Multivariate Logistic Regression Analysis of the Receipt of “Watchful Waiting” as Initial Therapy for Prostate Cancer Among Men Aged 65 and Older, Surveillance, Epidemiology, and End Results-Medicare 1994 to 1996
In a third multivariate model additionally adjusted for demographic characteristics (marital status, income, and education), the odds of receiving watchful waiting for African-American (OR, 1.3; 95% CI, 1.1 to 1.4) and Hispanic men (OR, 1.2; 95% CI, 1.03 to 1.4) were slightly reduced but remained significantly higher than those of white men. There were little or no changes in the ORs for stage, grade, life expectancy, age, and comorbidity. Men who were single or separated, with incomes less than $40,000, or who lived in census tracts where 30% or more of the population did not complete high school were significantly more likely to receive watchful waiting than were men without these characteristics.
Because of the independent association of race/ethnicity with the receipt of watchful waiting after controlling for relevant clinical and sociodemographic variables, we examined racial/ethnic differences in factors that influenced receipt of watchful waiting in race/ethnic group-stratified multivariate logistic regression analyses in a manner analogous to the analyses for the overall sample ().

========

• _Task directions_
Reproduce the part of the prostate cancer text that opens with the words containing "Because of the" and closes with "overall sample ().", swapping "watchful waiting" for "active surveillance". The entries have no connection to the prostate cancer text.

========

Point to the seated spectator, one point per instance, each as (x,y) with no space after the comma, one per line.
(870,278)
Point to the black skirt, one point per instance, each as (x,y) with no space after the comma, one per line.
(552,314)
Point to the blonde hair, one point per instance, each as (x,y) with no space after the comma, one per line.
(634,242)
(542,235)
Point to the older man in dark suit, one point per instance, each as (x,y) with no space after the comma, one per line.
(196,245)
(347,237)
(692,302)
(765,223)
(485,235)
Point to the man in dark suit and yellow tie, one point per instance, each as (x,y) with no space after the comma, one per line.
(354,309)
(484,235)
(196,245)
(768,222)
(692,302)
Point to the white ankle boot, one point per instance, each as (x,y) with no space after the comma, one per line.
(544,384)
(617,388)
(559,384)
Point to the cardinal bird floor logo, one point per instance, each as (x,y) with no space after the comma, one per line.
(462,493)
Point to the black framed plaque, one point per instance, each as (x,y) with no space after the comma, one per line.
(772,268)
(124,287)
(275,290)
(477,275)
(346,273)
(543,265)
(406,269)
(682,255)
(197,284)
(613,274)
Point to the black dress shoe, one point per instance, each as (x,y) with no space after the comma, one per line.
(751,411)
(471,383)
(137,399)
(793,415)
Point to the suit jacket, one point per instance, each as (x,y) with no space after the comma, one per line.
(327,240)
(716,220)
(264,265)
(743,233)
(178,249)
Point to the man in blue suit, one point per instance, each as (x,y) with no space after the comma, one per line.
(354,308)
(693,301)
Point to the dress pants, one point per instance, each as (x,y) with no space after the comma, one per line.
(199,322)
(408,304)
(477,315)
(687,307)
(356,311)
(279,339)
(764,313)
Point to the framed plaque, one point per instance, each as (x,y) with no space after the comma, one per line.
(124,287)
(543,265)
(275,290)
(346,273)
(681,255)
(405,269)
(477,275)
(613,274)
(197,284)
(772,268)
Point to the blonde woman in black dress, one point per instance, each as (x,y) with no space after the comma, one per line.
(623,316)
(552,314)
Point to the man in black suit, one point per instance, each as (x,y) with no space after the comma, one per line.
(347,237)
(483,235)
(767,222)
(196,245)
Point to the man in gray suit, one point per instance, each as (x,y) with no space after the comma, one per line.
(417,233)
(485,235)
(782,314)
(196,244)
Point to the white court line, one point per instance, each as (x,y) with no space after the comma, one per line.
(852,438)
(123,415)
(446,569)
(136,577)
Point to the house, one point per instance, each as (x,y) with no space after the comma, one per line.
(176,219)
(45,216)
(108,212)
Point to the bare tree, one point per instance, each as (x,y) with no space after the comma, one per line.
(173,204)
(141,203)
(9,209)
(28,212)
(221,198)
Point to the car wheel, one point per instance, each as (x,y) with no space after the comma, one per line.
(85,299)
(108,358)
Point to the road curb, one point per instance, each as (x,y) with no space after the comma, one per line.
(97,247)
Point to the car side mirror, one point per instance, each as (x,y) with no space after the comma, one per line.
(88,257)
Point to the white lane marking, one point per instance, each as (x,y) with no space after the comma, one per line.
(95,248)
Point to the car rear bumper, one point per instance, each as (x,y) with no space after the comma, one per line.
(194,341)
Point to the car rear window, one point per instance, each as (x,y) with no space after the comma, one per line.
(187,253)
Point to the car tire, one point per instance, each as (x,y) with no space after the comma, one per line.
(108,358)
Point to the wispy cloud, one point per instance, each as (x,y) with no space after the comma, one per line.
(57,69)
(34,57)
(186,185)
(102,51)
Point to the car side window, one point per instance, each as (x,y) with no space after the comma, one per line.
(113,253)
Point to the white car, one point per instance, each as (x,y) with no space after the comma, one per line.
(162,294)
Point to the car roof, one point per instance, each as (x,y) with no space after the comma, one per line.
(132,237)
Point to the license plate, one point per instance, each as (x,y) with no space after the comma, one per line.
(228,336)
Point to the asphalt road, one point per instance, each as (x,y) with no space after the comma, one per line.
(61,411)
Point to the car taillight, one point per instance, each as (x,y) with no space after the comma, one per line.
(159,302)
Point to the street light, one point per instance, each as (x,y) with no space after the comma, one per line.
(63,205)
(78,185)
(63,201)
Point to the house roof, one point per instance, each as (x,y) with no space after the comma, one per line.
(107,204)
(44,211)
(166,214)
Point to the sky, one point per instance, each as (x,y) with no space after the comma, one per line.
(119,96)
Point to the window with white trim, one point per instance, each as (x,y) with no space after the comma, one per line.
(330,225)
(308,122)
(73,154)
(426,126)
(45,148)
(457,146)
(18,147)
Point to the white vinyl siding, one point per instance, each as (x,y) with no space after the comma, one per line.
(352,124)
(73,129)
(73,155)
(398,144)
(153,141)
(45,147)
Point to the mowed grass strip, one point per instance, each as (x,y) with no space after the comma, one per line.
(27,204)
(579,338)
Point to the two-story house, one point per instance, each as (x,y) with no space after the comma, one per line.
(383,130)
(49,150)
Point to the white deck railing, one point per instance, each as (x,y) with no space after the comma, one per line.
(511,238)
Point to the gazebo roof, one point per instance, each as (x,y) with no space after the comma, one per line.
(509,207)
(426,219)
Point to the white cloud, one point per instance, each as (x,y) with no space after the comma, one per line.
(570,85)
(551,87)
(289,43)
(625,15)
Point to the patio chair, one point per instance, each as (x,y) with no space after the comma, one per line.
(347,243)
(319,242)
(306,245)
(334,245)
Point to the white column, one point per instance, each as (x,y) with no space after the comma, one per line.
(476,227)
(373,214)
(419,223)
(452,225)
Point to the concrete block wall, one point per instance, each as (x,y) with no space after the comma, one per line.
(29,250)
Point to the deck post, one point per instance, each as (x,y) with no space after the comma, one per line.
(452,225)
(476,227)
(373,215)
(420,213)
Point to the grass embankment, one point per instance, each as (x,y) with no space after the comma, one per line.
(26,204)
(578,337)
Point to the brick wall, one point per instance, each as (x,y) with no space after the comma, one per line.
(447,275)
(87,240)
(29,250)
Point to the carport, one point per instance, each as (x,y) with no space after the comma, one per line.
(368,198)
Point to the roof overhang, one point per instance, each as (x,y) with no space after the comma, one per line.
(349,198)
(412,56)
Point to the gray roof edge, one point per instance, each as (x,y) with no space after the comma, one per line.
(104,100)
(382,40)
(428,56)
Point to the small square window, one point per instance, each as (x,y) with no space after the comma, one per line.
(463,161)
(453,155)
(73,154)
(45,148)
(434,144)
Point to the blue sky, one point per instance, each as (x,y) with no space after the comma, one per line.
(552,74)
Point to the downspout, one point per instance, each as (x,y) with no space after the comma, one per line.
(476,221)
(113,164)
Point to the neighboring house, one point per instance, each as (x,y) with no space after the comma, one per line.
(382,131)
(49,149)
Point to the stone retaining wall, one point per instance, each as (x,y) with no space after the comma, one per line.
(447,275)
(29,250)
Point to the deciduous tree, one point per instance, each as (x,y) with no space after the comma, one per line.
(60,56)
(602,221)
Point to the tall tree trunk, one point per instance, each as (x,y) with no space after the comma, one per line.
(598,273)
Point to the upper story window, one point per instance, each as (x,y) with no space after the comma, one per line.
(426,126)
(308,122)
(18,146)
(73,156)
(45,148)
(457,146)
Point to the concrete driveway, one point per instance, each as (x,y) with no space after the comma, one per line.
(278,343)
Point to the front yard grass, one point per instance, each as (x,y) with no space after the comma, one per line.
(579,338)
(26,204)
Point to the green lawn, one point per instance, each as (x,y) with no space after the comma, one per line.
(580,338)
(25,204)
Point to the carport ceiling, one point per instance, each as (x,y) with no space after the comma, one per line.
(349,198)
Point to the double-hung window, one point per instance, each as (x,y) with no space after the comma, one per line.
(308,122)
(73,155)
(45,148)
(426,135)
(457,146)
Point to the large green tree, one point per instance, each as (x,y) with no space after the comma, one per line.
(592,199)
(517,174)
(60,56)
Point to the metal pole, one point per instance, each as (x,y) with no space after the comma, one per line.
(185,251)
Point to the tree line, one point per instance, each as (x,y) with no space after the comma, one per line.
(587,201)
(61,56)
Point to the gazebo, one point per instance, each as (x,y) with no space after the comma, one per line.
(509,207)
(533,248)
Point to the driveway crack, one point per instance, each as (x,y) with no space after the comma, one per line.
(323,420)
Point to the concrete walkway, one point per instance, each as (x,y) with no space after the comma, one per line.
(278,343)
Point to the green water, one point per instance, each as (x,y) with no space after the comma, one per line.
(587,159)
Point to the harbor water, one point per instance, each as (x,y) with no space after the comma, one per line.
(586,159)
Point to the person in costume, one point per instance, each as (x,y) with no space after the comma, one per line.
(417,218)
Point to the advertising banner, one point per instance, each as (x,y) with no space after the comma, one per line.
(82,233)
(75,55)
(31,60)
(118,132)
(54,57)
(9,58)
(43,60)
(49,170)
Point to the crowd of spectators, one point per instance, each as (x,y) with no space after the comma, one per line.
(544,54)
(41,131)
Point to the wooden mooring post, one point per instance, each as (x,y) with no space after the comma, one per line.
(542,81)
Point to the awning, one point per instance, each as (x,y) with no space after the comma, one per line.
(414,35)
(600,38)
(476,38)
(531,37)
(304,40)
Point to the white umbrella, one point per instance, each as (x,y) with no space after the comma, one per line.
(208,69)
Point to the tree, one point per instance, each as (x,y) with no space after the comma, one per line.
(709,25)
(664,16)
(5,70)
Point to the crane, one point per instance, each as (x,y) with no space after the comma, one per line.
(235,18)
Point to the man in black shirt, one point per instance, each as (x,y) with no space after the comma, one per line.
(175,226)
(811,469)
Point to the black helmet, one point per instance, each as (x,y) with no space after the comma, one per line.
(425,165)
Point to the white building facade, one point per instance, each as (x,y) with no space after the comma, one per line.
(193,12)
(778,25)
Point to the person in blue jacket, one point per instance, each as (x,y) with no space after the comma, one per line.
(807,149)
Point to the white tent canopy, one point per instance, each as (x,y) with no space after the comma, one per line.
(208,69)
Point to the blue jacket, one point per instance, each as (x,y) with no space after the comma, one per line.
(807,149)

========

• _Exercise solution_
Because of the independent association of race/ethnicity with the receipt of active surveillance after controlling for relevant clinical and sociodemographic variables, we examined racial/ethnic differences in factors that influenced receipt of active surveillance in race/ethnic group-stratified multivariate logistic regression analyses in a manner analogous to the analyses for the overall sample ().